▶ _TEXT SHOWN_:
"""
Dear SCOTUS, Part Three: Healthcare Amici Support Objective Reasonableness Standard in Schutte and Proctor
We have been closely watching developments in U.S. ex rel. Schutte v. SuperValu, Inc. and U.S. ex rel. Proctor v. Safeway, Inc. And today, for our final post in a series on several of the 14 amicus briefs filed in the case, we highlight two briefs from amici in the healthcare and life sciences space. They argue that a subjective scienter standard would have negative effects, such as increasing costs on healthcare providers and diverting resources that would otherwise be used to provide care, and reducing investment and innovation in healthcare, as well as communication about new medical treatments. (We previously covered briefs that were filed in support of petitioners here and briefs from other industry leaders in support of respondents here.)
American Hospital Association and America’s Health Insurance Plans Brief
The American Hospital Association (AHA) represents hospitals, healthcare systems, and other healthcare organizations. America’s Health Insurance Plans (AHIP) is the national trade association representing health insurance providers. They filed a joint brief because their members face the same “uniquely challenging regulatory landscape and share concerns regarding the proper contraction of the FCA.” They warn that “[e]rroneous construction and expansion of the FCA threatens the legitimate business activities” of their members and “creates tremendous and unnecessary costs and burdens for entities participating in health benefit programs sponsored by the federal government.” These costs in turn divert resources from their members’ primary mission: “caring for patients, reducing cost of care, and ensuring a healthy citizenry.”
AHA/AHIP amici make many of the same arguments seen in briefs filed by respondents and amici supporting respondents. Relevant to their industry, they point out that “Medicare and Medicaid are vital public health programs, but they can operate only with the participation of private parties like amici’s members.” And the private parties that participate in these programs must navigate “some of the most complex statutory, regulatory, and sub-regulatory requirements” making them particularly vulnerable to “substantial FCA suits, which inevitably result in expensive litigation, reputational harm, and the possibility of punitive treble damages and statutory penalties.”
"""
▶ _WORK REQUIRED_:
In the post on the healthcare amicus briefs, what is America's Health Insurance Plans? The data below comes from an unrelated source.

▶ _SUPPLIED RECORDS_:
"""
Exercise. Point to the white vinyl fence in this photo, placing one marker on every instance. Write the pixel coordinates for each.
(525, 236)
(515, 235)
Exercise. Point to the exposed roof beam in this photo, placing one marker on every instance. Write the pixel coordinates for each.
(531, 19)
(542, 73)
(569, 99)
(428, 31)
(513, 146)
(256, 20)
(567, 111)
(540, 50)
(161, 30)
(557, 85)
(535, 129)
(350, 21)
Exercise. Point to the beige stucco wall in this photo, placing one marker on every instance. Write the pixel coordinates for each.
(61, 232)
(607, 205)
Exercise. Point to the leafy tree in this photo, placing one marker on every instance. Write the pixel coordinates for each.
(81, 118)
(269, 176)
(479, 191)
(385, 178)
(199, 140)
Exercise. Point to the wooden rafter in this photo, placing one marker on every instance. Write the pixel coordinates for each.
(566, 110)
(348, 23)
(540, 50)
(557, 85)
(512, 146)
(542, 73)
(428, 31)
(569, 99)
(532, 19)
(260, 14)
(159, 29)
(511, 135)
"""
▶ _SOLUTION TO THE EXERCISE_:
It is the national trade association representing health insurance providers.